Object point labels
---------------

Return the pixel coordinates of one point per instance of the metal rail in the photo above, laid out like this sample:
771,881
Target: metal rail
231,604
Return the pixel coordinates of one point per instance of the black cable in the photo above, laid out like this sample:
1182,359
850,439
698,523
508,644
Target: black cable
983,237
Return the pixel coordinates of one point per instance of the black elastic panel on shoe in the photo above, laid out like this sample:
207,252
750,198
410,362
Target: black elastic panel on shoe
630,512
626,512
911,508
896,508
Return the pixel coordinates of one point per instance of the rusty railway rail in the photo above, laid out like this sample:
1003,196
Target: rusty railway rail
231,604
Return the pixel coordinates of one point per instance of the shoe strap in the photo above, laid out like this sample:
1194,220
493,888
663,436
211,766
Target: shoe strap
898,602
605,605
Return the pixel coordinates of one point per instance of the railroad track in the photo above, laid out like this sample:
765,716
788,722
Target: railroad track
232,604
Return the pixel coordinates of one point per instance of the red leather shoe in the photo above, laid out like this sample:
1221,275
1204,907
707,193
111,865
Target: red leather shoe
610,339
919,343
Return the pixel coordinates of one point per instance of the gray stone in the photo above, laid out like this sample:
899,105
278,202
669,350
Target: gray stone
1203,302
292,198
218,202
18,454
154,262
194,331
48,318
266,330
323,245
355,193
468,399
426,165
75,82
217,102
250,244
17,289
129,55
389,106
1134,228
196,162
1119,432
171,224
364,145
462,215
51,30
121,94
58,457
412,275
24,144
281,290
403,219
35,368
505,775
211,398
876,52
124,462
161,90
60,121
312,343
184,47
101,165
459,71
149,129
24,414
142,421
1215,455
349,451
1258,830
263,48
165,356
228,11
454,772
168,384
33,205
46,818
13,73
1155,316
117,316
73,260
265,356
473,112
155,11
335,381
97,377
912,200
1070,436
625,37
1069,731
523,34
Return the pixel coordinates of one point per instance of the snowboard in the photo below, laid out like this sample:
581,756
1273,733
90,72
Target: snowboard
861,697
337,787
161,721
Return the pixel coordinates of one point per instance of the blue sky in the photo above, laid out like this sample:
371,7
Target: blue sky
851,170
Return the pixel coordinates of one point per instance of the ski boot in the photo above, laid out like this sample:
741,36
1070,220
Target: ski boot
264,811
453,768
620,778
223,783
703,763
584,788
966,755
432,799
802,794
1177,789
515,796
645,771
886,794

---------------

**SET TASK**:
Write out again, unchanged, every line from the line containing "the red leather" to the final line of the material above.

**SOLUTION TO THIS TASK**:
Return the pixel coordinates of one point per instance of the red leather shoe in the photo above, laid out like this sample:
1221,275
1204,907
707,193
111,865
Target: red leather shoe
610,339
919,343
Return the pixel coordinates of one point per instance of the gray stone in the photo above, laid out like this sample:
899,105
278,202
669,350
Target: gray stone
1203,302
292,198
218,202
18,454
154,262
194,331
48,318
266,330
323,245
355,193
468,399
426,165
75,82
217,102
250,244
17,289
129,55
389,106
1134,228
196,162
1119,432
171,224
364,145
462,215
51,30
121,94
58,457
412,275
24,144
281,290
403,219
35,368
505,775
211,398
876,52
124,462
161,90
60,121
312,343
184,47
101,165
459,71
149,129
24,414
142,421
1215,455
349,451
1258,830
263,48
165,356
228,11
454,772
168,384
33,205
46,818
13,73
1155,316
117,316
73,260
265,356
473,112
155,11
335,381
97,377
912,200
1070,436
625,37
1069,731
523,34
Return the pixel coordinates of one point per instance of the snowboard in the photo below, laid out like this sample:
581,756
1273,733
90,72
Target: snowboard
861,697
337,787
161,721
Return the pixel coordinates of one point per instance of the blue sky in the photo above, laid out like this sample:
371,7
Target: blue sky
851,170
Return the pixel coordinates of one point per instance of the ski boot in the photo above, laid out like this sample:
741,36
1070,220
Target: ski boot
264,811
453,768
620,778
223,783
703,763
584,788
966,755
432,799
802,794
1177,789
515,796
645,771
886,794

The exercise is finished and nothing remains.